Rewrite the passage of the pet dental health article that begins at "It may be surprising" and stops after "when considering insurance.", swapping "dental concerns" for "tooth problems".

#### Excerpted passage
= Beginning of Section =

It may be surprising to some that dental concerns rank among the most common health reasons people bring their dogs and cats to the vet for care. At the very least dental concerns are commonly discovered during routine checkups. Given how common dental conditions can be among dogs and cats, questions about this should be top on your list when considering insurance.
Dental problems in dogs and cat are the same as in humans. However, owing to the fact that out pets are terrible about brushing their teeth (and we aren’t much better in doing it for them), the results are often more pronounced. As with humans, the first step is the formation of plaque. Food particles, bacteria and saliva combine to form soft plaque. Twice weekly brushing can go a long way to preventing plague from building up and hardening into brown tarter (a hard coating formed from plaque and minerals in saliva).
Tartar (also known as calculus) is a tough, difficult-to-remove substance which irritates an animal’s gums and causes bad breath. The irritation of the pet’s gums causes inflammation and reddening of the gums known as gingivitis. Left untreated, gingivitis will lead to periodontal diseases, which is irreversible and presents many risks to your pet including extreme pain and even blood and heart conditions as bacteria enter the bloodstream.
Not associated with maintenance issues are birth defects or deformations associated with breeds. Animals may also suffer from misshaped jaws or teeth which can jut out or protrude from the mouth in unusual directions. As these are genetic conditions, they are often left untreated. Otherwise treatment involves surgical procedures which may include the removal of teeth or reshaping of the jaw.
Signs and Symptoms: The most commonly recognized symptom of dental concerns by owners in pets is bad breath. It’s important to note that bad breath on a pet does not necessarily imply dental issues. In some cases, sinus issues and infections or diet may be the culprit. However, if you notice bad breath on your dog or cat, you should perform a closer inspection of its mouth by using your finger to lift its lip so that you may inspect its teeth and gums. If you note a brown coating on your pet’s teeth (particularly near the gum line) you should schedule an appointment with your vet to have your pet’s teeth cleaned.
In addition to visible tartar, you should also inspect your pet’s gums for swelling, visible reddening or bleeding where the gums meet the teeth. If you are at all uncertain, schedule an appointment with your vet to have your pet’s teeth inspected.
Additionally, a pet suffering from dental issues may stop eating or may suddenly refuse hard foods in favor of soft foods.
Important Action: As noted above, the presence of tartar or visible gum irritation should prompt a visit to your vet. Tartar is hard stuff and strongly adheres to the gums meaning that brushing alone will not remove the stuff. However, preventative action can keep tartar from forming in the first place.
If possible, brush your pet’s teeth twice weekly. There are many products available to help with this sometimes challenging procedure. Of greatest importance is knowing that you should NOT use toothpaste made for humans. Pet stores sell pet-friendly pastes that can aid in the removal of plaque but you can do a great deal of good without any paste at all.

= End of Section =

#### Given entries
= Beginning of Section =

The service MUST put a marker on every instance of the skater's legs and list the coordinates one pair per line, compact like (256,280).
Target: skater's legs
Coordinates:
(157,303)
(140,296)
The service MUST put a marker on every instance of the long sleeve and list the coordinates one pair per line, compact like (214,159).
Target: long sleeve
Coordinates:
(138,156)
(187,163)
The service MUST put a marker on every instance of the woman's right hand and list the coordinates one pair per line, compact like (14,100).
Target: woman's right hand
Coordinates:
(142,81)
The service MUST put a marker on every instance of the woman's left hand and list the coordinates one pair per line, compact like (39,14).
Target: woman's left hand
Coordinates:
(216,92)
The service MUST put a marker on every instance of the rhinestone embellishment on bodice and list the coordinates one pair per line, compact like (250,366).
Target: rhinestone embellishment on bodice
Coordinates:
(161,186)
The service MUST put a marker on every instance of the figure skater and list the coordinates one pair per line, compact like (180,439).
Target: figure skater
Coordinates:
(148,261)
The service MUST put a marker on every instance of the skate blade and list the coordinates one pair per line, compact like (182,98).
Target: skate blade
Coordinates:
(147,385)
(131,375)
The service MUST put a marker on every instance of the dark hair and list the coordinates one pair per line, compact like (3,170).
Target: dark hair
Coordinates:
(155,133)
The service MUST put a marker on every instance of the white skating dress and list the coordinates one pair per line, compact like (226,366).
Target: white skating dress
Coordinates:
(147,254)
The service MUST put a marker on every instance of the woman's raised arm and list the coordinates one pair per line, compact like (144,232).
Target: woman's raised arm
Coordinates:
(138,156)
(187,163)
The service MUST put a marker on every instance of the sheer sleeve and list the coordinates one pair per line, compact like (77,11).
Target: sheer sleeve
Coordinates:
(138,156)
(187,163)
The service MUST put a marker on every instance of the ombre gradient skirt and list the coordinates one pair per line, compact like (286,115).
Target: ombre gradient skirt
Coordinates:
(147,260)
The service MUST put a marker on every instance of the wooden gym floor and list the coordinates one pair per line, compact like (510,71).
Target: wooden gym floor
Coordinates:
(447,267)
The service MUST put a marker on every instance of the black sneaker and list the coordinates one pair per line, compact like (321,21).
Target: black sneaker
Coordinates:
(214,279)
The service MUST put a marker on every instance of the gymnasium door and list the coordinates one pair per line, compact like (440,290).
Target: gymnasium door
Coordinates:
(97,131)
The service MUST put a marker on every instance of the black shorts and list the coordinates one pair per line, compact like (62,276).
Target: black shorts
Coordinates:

= End of Section =

#### Solution to this problem
It may be surprising to some that tooth problems rank among the most common health reasons people bring their dogs and cats to the vet for care. At the very least tooth problems are commonly discovered during routine checkups. Given how common dental conditions can be among dogs and cats, questions about this should be top on your list when considering insurance.